# Start of Stored data

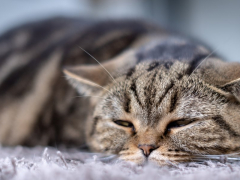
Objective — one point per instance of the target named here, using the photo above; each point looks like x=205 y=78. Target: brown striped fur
x=155 y=81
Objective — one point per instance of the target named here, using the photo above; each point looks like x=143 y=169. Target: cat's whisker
x=98 y=63
x=90 y=96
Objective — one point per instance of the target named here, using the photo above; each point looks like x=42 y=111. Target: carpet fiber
x=21 y=163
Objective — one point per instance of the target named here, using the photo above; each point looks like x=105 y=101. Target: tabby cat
x=154 y=96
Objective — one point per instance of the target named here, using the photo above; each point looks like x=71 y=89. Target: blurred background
x=215 y=22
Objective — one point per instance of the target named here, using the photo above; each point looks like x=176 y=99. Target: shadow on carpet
x=20 y=163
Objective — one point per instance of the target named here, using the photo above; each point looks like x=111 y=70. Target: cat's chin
x=156 y=159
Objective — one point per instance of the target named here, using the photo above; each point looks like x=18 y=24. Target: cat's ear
x=225 y=75
x=233 y=87
x=91 y=79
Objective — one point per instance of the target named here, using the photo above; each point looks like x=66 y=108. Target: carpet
x=21 y=163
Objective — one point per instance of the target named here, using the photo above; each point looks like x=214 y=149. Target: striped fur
x=154 y=81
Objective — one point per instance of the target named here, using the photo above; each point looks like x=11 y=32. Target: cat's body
x=152 y=100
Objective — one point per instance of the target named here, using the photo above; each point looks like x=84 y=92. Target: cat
x=153 y=96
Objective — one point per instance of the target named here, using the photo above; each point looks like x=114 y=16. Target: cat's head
x=158 y=112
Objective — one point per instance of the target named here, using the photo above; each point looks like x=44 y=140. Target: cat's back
x=36 y=101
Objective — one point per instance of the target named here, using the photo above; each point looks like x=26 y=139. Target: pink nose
x=147 y=149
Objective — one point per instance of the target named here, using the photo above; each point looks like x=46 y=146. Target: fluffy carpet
x=21 y=163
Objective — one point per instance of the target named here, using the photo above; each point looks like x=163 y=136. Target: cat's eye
x=178 y=123
x=124 y=123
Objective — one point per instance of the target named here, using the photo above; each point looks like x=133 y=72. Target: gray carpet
x=21 y=163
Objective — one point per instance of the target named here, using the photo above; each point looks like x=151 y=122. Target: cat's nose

# End of Stored data

- _What you need to do_
Copy the records word for word, from the line containing "Target: cat's back" through the line containing "x=124 y=123".

- _Task result_
Objective — one point per instance of the target named here, using the photo above; each point looks like x=44 y=140. Target: cat's back
x=36 y=101
Objective — one point per instance of the target named here, using the photo above; each point looks like x=26 y=139. Target: pink nose
x=147 y=149
Objective — one point per instance of the target named here, using the photo above; each point looks like x=46 y=146. Target: fluffy carpet
x=21 y=163
Objective — one point per instance of the target named here, using the photo above; each point looks like x=163 y=136. Target: cat's eye
x=178 y=123
x=124 y=123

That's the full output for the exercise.